### Action item:
Scan the data below for lines holding the word "foliage", and copy each line found.

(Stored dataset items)
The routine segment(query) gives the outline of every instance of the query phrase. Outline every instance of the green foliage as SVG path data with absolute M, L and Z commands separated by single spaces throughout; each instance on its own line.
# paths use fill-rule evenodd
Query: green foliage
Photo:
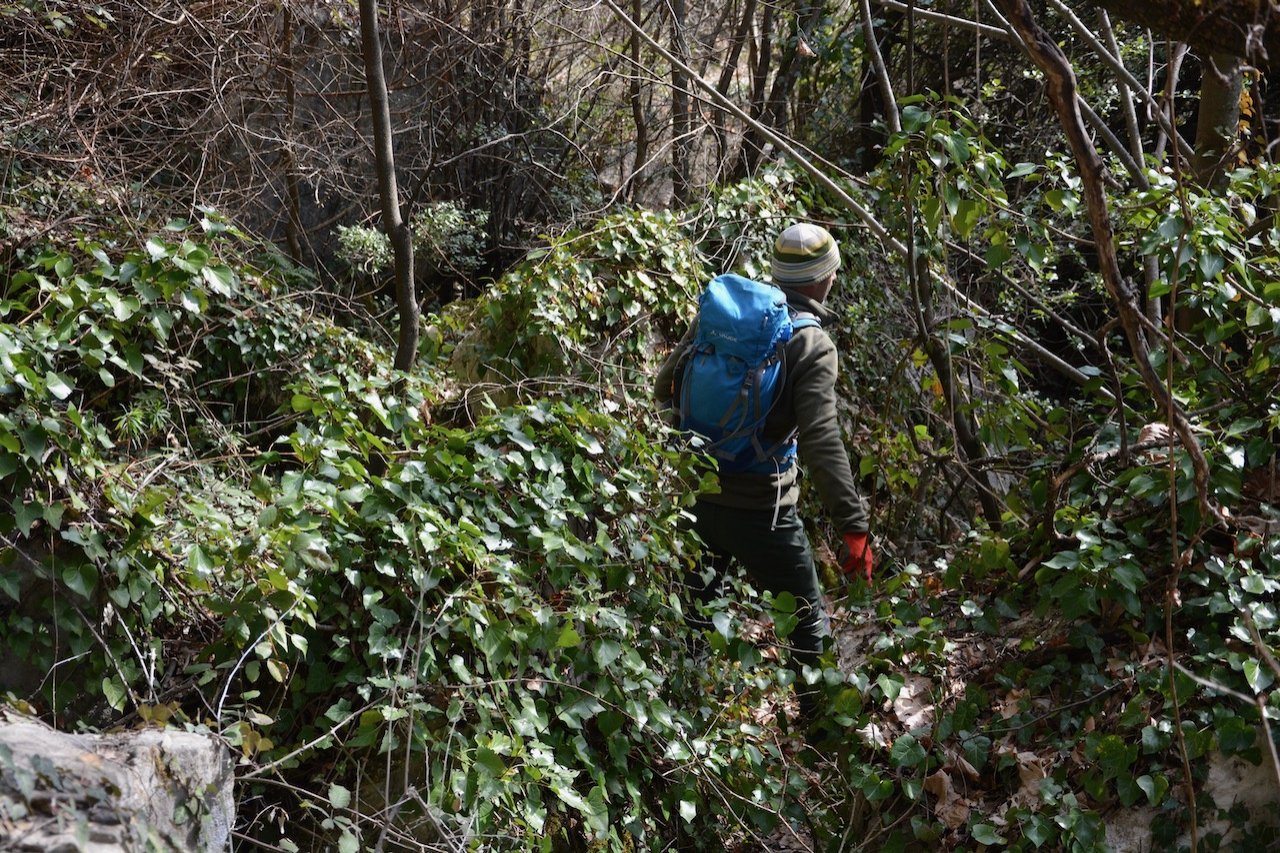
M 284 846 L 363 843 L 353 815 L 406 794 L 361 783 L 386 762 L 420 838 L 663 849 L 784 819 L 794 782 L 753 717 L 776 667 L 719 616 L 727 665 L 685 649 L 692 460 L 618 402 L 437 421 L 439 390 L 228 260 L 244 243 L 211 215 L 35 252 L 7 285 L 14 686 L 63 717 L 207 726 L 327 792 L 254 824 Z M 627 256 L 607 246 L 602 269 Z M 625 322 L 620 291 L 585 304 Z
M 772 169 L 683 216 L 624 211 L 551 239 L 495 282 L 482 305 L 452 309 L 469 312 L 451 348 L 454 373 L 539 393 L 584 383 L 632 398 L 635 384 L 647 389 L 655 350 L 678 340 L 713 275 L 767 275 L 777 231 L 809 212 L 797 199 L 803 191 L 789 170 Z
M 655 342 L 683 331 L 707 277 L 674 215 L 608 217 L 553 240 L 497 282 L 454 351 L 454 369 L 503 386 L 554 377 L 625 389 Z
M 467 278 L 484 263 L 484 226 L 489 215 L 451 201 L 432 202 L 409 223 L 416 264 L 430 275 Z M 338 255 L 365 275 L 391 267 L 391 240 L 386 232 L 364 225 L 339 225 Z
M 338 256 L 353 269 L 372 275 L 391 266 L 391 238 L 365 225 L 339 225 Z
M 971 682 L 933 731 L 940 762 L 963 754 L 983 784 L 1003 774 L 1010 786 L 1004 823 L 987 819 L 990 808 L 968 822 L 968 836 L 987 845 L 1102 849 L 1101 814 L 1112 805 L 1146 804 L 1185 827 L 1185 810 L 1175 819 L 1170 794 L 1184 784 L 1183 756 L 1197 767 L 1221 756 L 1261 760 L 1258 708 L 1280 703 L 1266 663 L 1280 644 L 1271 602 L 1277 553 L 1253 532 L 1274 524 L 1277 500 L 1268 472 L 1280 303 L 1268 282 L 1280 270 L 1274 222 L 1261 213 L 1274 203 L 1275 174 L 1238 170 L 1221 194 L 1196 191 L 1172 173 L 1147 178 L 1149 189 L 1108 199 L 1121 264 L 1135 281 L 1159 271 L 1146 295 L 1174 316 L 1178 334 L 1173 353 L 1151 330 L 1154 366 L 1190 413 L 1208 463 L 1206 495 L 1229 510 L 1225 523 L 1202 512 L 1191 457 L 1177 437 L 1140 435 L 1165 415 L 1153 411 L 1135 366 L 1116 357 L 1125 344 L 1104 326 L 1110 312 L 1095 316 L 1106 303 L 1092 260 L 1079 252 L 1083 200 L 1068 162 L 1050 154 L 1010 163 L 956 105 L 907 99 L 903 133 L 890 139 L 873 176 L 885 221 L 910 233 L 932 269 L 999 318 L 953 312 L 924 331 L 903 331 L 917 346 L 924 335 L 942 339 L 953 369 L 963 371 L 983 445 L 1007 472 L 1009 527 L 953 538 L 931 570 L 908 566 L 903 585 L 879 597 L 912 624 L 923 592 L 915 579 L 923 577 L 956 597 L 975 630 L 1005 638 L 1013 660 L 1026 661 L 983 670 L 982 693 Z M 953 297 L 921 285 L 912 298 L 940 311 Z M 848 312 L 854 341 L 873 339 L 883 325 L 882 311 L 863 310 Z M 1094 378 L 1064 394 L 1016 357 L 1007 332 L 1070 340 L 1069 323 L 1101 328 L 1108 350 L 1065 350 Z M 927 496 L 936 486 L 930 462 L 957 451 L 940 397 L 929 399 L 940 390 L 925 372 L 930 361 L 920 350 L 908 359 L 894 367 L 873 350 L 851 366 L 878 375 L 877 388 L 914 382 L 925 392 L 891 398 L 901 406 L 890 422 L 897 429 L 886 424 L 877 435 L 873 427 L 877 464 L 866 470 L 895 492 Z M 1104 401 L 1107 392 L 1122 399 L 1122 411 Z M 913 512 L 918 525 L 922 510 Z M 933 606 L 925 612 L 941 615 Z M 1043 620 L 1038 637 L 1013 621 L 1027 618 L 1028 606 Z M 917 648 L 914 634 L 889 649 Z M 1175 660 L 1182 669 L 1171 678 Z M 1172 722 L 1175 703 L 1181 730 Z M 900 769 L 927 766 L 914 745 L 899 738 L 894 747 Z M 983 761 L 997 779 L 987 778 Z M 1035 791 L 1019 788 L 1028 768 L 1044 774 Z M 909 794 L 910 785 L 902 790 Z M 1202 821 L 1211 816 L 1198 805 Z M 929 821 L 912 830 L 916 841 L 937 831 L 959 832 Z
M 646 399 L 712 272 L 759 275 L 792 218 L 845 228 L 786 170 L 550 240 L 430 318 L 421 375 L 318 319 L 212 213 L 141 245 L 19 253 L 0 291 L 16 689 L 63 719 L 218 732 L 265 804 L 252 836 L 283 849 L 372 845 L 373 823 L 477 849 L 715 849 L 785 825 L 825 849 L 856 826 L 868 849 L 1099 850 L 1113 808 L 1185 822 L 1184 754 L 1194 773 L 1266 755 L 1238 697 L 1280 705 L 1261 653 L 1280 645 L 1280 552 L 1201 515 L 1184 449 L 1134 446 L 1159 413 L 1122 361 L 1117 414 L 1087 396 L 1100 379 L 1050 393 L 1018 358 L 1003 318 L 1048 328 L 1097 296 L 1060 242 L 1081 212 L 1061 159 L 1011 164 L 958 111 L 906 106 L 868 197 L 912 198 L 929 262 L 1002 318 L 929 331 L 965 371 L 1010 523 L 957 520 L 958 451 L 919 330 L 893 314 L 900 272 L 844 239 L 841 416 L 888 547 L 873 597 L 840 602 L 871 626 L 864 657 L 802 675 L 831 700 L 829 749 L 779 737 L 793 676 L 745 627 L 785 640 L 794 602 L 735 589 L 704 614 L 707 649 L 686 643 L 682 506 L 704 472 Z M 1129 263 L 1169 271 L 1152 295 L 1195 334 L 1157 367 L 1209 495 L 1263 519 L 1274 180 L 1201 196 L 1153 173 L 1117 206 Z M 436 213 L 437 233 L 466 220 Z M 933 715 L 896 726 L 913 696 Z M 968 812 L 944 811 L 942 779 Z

### Response to the task:
The routine segment(query) gives the outline of every instance of the query phrase. Outline every instance of the green foliage as SVG path data with absolute M, L and Z commands separated by single spaces throughout; each instance on its own line.
Query: green foliage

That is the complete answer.